### [WHAT THE EXERCISE ASKS]
Gather every line of the rows below that contains the word "pomegranate", treating uppercase and lowercase as different.

Location annotation dataset excerpts

+++

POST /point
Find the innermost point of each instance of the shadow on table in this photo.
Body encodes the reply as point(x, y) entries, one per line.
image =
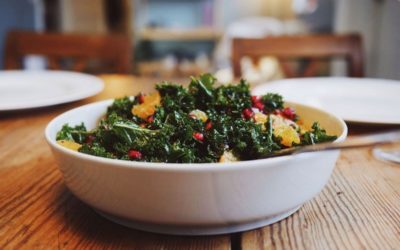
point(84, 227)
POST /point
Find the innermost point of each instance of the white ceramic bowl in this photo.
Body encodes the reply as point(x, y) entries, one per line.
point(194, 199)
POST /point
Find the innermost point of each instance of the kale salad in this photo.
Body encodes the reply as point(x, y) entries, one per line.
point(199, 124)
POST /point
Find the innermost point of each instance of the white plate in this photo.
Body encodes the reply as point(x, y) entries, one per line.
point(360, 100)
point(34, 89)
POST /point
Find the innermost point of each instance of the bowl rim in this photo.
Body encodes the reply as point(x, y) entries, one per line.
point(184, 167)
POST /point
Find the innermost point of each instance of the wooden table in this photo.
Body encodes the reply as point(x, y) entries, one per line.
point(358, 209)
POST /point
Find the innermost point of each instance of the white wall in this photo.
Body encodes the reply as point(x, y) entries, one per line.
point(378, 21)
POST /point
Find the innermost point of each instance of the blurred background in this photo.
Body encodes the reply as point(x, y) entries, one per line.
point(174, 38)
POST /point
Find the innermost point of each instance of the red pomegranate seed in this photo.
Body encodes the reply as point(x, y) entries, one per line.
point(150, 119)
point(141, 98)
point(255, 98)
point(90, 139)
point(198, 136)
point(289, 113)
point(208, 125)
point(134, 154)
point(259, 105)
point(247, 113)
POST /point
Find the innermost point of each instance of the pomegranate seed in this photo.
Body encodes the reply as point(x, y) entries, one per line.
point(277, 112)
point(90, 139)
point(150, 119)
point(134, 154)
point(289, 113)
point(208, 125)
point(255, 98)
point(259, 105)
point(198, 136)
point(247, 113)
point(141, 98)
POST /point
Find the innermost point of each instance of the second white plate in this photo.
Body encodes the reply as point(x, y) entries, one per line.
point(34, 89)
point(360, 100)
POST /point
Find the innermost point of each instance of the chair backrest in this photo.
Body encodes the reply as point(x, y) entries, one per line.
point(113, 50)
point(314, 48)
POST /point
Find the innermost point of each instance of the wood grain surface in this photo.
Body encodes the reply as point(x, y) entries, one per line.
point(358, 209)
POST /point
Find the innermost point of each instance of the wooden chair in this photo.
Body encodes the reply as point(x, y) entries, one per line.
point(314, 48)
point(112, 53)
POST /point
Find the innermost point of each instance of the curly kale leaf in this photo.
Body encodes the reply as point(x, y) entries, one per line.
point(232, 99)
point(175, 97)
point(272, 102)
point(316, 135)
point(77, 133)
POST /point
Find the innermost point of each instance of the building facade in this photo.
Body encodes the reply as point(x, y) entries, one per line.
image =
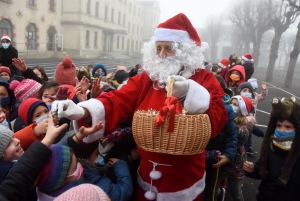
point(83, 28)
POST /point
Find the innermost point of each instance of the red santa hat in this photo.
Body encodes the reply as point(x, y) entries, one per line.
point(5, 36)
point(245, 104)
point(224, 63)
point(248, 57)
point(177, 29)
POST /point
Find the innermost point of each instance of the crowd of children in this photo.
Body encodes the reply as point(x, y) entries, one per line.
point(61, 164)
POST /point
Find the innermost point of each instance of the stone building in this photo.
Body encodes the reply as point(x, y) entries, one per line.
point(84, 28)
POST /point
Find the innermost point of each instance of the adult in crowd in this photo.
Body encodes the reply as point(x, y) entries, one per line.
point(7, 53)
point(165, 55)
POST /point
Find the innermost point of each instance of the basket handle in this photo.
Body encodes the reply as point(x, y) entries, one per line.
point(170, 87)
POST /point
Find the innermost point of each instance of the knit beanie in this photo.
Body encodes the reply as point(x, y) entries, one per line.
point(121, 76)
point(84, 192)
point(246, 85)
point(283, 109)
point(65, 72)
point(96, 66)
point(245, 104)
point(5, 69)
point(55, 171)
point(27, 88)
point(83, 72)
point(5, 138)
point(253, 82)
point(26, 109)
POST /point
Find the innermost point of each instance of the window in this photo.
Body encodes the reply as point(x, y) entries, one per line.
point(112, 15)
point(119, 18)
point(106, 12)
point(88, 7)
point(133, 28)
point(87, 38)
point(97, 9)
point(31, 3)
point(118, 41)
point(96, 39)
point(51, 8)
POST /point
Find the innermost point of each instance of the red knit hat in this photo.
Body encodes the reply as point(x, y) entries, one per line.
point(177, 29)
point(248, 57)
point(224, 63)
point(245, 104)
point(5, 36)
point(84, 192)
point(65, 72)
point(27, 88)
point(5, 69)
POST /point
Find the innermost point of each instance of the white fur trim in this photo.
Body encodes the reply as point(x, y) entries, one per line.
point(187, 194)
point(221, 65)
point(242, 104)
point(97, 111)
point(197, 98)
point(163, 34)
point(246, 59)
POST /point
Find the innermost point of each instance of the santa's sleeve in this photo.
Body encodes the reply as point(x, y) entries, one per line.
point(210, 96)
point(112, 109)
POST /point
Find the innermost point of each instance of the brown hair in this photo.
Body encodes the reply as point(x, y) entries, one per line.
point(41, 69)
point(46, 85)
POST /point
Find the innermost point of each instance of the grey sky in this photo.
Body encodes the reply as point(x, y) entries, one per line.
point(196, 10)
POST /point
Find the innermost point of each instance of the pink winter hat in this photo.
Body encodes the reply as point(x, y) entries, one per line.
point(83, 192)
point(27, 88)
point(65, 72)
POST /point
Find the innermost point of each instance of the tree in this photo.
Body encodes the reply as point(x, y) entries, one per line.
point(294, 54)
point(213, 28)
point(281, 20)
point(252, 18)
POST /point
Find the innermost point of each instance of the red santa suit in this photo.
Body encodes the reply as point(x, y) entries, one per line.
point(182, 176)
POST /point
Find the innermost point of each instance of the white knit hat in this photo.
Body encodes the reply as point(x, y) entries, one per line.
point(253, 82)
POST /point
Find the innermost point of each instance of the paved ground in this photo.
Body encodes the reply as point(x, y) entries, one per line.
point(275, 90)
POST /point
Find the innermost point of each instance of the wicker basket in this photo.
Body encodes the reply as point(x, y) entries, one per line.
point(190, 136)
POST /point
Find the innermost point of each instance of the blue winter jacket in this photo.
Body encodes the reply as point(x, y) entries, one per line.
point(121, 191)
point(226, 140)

+++

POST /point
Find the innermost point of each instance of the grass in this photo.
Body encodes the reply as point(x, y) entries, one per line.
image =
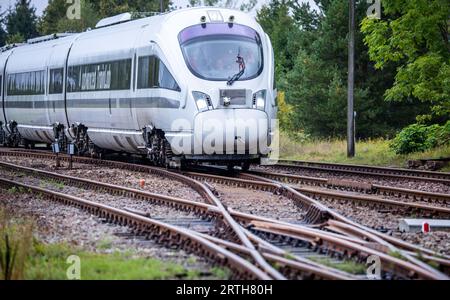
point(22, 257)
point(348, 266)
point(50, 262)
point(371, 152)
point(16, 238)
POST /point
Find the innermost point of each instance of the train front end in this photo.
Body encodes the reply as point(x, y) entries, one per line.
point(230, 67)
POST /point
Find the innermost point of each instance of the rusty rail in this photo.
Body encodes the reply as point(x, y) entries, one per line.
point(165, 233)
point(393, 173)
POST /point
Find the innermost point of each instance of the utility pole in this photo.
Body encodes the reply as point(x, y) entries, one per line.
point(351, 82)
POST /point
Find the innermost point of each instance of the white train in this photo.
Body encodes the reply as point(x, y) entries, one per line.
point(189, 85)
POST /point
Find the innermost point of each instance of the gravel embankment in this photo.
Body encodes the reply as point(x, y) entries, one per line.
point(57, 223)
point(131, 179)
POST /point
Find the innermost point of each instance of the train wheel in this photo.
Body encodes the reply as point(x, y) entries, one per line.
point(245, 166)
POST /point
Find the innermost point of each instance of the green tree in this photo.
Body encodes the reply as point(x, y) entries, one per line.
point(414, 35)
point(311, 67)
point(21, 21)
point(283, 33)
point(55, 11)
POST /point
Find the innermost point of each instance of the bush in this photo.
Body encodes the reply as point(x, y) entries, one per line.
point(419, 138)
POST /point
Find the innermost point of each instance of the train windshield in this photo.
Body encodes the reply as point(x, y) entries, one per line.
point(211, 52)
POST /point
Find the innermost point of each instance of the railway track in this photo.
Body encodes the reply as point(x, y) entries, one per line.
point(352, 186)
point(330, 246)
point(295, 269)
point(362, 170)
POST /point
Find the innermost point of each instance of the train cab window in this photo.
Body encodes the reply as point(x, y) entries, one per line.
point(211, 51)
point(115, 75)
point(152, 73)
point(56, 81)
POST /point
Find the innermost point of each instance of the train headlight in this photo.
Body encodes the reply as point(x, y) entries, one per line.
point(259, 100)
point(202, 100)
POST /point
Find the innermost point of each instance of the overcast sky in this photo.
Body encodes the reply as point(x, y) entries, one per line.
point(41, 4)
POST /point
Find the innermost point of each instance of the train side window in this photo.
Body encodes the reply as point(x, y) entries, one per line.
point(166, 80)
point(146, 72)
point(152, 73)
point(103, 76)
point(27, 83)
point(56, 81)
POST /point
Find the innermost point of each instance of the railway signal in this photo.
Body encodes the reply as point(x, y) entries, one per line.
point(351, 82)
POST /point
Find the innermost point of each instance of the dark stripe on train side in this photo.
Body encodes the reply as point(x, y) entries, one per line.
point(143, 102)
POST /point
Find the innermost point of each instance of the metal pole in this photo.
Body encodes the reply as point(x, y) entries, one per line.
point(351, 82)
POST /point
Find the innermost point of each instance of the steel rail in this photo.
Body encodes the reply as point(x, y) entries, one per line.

+++

### [OUTPUT BELOW]
Find the innermost point of each instance of the red pomegranate seed in this photo.
Find the innermost point of each instance of the pomegranate seed in this photo.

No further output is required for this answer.